Exercices proposés:
- 1) D'après l'extrait sur les Billets de contrebande, à quel âge Alain Cadéo est-il décédé ?
- 2) Prolongez l'extrait sur les Billets de contrebande d'Alain Cadéo à partir de sa dernière phrase.

Extrait fourni:

Billets de contrebande

« Un rien m'agresse, j'ai tellement besoin de paix ! Une broutille me tourmente, mais s'il s'agit de regarder la mort de près, de lorgner le néant ou de foutre le camp dans le siphon de l'infini, j'y vais fleur au fusil, clin d'œil à la camarde et coup de pied au cul du petit aujourd'hui. » (Billets de contrebande, page 105)

Alain Cadéo est décédé le 12 juin, à 73 ans, après un parcours d’écriture riche et éclectique, une vingtaine de livres, alternant romans, théâtre et textes divers comme ces Billets de contrebande, regroupés en un ouvrage paru en mars dernier qu’il introduisait ainsi : « Sans doute faut-il considérer que ces billets quotidiens se suivent, s'enchaînent, dans un ordre relativement chronologique, mais se laissant chacun totalement porter au gré de capricieuses inspirations et de ces vagues régulières venant frapper l'infranchissable porte des "pourquoi". Ils n'ont au fond d'autre fil conducteur qu'une obsessionnelle réflexion sur et autour de l'écriture... et d'autre but que de laisser parler la voix tiède et feutrée, belle amie bohémienne, de mes petits matins. »
Dans ces Billets de contrebande, Alain Cadéo aborde évidemment de nombreux thèmes, au fil de ses réflexions matinales, mais toujours avec beaucoup d’exigence quant au choix de ses mots. Les mots, l’écriture, l’idée, l’image, il y revient souvent, et les évoque sous de nombreuses formes, filant des métaphores très diverses :

Une renarde : « L'idée est ma renarde, je la sens s'approcher. Elle est sauvage, craintive, fait des allées et venues, s'arrête, hume l'air et les vapeurs de mousses, d'écorces de chênes et de gros champignons. Elle me regarde, comme les loups, par en dessous. »

Exemples d'annotation de points
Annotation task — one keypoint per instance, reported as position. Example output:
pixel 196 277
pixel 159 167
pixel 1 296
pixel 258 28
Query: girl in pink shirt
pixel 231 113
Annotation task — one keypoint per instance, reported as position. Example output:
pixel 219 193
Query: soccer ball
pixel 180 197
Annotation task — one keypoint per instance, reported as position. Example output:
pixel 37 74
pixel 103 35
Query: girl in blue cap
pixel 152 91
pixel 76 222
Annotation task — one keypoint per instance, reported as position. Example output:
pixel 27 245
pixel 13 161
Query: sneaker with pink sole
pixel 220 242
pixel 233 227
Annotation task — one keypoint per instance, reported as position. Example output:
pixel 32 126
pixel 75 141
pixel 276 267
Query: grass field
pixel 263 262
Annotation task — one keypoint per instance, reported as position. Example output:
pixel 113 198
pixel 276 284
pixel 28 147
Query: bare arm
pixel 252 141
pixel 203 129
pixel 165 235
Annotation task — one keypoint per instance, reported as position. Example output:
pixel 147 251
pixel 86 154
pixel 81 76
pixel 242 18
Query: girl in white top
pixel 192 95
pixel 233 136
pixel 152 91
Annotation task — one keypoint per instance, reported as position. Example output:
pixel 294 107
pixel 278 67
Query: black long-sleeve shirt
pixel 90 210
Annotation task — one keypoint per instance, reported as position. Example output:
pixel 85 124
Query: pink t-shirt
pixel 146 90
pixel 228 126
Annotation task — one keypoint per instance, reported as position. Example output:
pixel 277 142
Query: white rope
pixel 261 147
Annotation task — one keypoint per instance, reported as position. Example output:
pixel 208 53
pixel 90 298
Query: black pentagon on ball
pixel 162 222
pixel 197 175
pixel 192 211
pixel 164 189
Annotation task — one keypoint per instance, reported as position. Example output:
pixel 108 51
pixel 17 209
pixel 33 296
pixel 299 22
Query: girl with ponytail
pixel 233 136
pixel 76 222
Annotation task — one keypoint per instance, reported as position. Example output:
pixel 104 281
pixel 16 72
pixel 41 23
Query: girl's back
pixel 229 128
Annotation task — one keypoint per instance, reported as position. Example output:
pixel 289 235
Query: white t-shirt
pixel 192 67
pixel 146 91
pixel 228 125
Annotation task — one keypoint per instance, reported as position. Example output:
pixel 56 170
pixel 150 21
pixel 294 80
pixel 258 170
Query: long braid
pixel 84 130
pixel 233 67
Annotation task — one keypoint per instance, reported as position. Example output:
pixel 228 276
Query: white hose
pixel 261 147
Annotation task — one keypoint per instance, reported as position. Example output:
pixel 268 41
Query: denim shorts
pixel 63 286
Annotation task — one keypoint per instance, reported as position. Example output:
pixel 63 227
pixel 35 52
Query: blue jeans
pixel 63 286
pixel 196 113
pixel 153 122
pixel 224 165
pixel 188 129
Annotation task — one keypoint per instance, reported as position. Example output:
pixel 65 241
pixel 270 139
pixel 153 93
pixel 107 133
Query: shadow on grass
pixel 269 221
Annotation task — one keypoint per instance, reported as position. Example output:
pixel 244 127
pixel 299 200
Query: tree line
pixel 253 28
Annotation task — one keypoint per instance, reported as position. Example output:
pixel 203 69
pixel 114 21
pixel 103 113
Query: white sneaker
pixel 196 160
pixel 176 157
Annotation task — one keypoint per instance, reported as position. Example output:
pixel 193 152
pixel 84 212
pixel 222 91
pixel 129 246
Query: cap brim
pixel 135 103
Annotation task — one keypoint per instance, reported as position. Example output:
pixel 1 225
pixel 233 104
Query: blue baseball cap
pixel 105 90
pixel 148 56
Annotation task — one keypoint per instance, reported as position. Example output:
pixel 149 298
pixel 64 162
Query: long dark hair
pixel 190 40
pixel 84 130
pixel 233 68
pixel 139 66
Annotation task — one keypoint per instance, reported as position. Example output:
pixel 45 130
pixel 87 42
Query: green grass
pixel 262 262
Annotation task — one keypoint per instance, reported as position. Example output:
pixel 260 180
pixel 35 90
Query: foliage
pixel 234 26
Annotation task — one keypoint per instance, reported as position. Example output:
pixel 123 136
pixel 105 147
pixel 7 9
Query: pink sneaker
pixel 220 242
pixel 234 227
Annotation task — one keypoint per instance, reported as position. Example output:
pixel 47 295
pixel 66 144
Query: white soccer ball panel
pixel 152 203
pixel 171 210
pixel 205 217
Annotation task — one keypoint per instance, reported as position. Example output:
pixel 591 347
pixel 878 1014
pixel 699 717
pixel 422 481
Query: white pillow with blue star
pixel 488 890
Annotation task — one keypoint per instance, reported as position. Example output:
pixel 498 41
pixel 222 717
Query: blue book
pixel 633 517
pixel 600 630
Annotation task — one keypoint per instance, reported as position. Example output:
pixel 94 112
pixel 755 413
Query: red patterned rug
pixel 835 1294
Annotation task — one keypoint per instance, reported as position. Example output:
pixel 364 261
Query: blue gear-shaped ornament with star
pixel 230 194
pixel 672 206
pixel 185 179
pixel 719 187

--

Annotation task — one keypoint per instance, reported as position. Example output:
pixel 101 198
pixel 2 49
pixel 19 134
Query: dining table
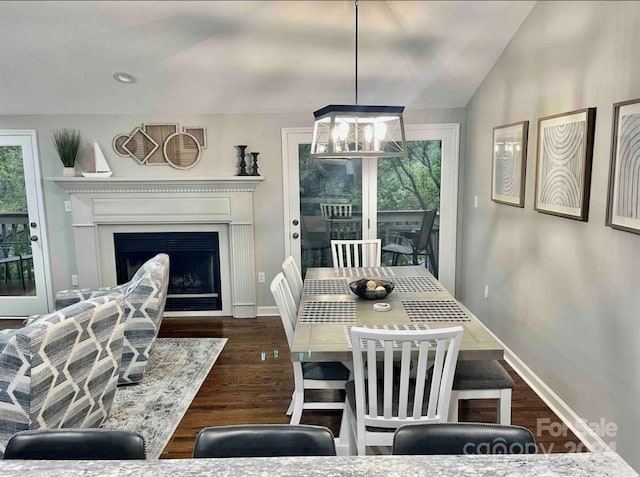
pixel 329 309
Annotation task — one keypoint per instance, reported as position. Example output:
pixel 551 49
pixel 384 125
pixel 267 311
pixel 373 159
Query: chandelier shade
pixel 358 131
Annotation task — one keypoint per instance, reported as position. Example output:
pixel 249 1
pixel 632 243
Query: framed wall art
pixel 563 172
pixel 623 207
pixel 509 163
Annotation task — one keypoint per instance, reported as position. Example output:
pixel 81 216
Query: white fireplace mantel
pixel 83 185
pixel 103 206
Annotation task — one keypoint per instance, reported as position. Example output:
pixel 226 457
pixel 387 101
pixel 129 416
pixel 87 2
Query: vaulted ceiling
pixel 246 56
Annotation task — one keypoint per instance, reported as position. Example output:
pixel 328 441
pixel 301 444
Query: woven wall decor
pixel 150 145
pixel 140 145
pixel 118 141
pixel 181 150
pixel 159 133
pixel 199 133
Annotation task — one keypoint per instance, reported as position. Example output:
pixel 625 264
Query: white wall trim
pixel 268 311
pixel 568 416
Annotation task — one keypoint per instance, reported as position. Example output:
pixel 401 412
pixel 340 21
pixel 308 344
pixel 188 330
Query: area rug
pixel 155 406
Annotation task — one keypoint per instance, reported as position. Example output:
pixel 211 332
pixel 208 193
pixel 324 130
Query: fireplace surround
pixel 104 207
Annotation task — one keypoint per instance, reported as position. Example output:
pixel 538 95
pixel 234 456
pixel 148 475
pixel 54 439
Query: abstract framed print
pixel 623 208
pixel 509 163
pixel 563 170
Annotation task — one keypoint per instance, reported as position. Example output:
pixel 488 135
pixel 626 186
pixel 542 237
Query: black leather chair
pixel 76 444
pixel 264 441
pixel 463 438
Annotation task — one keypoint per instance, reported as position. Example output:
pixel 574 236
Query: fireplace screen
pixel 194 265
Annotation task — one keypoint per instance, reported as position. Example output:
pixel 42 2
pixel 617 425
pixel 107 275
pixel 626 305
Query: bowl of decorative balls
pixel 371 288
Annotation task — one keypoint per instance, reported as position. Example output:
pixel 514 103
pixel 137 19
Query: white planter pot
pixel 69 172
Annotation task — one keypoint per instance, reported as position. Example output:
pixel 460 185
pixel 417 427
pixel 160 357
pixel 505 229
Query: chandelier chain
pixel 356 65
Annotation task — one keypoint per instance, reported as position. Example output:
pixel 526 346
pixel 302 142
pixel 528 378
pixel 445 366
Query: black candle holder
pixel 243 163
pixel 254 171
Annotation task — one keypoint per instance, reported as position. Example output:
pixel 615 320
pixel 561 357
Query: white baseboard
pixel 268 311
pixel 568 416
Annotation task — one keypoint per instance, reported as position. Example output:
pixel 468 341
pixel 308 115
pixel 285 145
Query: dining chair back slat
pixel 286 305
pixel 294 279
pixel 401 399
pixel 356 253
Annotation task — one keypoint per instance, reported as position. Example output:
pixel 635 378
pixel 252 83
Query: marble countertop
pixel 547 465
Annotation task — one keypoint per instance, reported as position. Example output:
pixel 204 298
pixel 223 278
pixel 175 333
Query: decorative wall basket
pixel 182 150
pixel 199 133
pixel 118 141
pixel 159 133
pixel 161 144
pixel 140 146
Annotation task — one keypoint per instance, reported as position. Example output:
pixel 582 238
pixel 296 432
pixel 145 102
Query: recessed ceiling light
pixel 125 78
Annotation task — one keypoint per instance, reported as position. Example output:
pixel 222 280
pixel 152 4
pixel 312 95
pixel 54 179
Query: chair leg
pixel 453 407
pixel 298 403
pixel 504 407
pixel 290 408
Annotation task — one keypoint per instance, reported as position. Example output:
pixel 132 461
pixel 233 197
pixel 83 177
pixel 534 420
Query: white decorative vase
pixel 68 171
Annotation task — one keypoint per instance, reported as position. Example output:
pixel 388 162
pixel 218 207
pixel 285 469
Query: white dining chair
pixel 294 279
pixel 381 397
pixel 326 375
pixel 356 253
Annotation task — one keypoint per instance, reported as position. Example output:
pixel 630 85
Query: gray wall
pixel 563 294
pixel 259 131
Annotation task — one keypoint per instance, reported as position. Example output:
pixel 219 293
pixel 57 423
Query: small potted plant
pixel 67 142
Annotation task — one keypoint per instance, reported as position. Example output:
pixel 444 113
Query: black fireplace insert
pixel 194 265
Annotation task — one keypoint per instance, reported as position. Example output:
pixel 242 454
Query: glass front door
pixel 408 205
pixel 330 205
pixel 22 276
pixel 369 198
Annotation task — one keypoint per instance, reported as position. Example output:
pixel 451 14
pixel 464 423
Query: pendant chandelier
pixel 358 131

* * *

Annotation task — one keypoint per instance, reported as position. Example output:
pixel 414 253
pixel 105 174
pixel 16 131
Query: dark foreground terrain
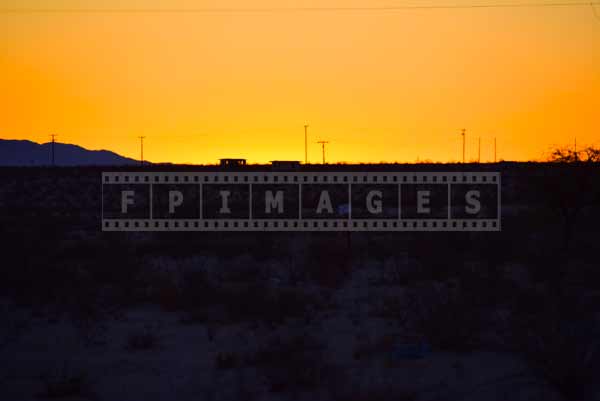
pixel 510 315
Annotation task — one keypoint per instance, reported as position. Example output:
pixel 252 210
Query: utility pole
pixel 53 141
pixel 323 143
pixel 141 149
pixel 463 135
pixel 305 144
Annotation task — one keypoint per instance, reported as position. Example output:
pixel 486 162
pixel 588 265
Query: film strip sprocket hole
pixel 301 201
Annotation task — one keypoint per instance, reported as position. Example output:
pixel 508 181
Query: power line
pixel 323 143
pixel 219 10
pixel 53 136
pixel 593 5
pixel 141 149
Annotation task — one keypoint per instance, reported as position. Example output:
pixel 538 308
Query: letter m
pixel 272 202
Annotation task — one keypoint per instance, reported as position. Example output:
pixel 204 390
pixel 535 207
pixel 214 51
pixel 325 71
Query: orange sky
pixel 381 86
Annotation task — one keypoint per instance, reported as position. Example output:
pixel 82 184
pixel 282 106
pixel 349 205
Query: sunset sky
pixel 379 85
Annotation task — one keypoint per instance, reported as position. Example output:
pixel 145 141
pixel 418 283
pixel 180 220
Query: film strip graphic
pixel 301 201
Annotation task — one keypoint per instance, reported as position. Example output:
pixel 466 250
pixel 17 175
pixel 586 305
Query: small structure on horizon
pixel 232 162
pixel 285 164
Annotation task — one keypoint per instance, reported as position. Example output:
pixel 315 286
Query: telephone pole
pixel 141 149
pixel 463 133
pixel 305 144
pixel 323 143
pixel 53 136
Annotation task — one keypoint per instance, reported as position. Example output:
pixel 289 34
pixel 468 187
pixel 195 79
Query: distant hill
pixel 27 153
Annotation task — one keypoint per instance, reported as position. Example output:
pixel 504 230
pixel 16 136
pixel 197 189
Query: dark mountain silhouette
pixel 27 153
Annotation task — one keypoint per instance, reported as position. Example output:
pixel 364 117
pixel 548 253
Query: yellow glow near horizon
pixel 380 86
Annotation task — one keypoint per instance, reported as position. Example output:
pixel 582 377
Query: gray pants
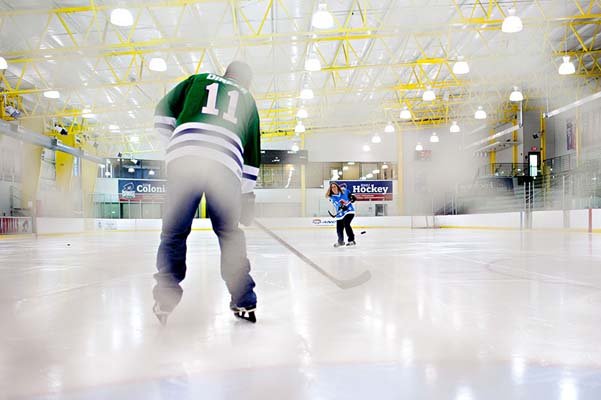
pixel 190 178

Résultats obtenus:
- 1) Il est décédé à 73 ans, le 12 juin.

- 2)
Une amie : « L'écriture est bien ma seule amie. Volage, craintive comme la tourterelle, absente et cruelle comme un fouet, aussi pâle et fuyante que l'encre sympathique, rarement révélée par le citron de mes envies. »

La pelote basque : « Ils sont si rares ceux qui répondent à mes billets. Je joue tout seul donc, et à mains nues, contre un fronton de ciment lisse, à la pelote basque. J'aime cette image d'une balle frappée, paume ouverte ou poing fermé, cognant de son bruit sec un grand mur blanc nous renvoyant impassible, force, beauté, imperfections, mollesse, précision, chacun de nos envois. »

Des chiens : « C'est fini, tout est dit, je m'en vais de ce pas faire mes courses sur le marché puis je retournerai éplucher des pommes de terre ? Les mots s'en vont alors, regards en coin vers leur immense forêt comme des chiens abandonnés qu'on n'aime plus. Plus de gamelles, plus de caresses, plus de minauderies. On leur tourne le dos. »

Un troupeau : « Il m'a fallu longtemps pour comprendre où j'allais avec ce troupeau demi-sauvage de mots à cornes sans grelots, de bêtes ruminantes aux longs poils torsadés, pouvant d'un coup de tête t'envoyer au zénith comme te piétiner dans un furieux galop. Ce sont de bons et braves animaux mais qu'il vaut mieux ne pas se mettre à dos. J'y ai glissé, dans ce troupeau, des bouquetins, chèvres sauvages, chamois, lamas, une poignée de daims, des bisons, un couple de mammouths tirés vivants des glaces éternelles. C'est ma horde. Ils ne me quittent pas, me suivent, je suis le pâtre de cet universel cheptel de roi. »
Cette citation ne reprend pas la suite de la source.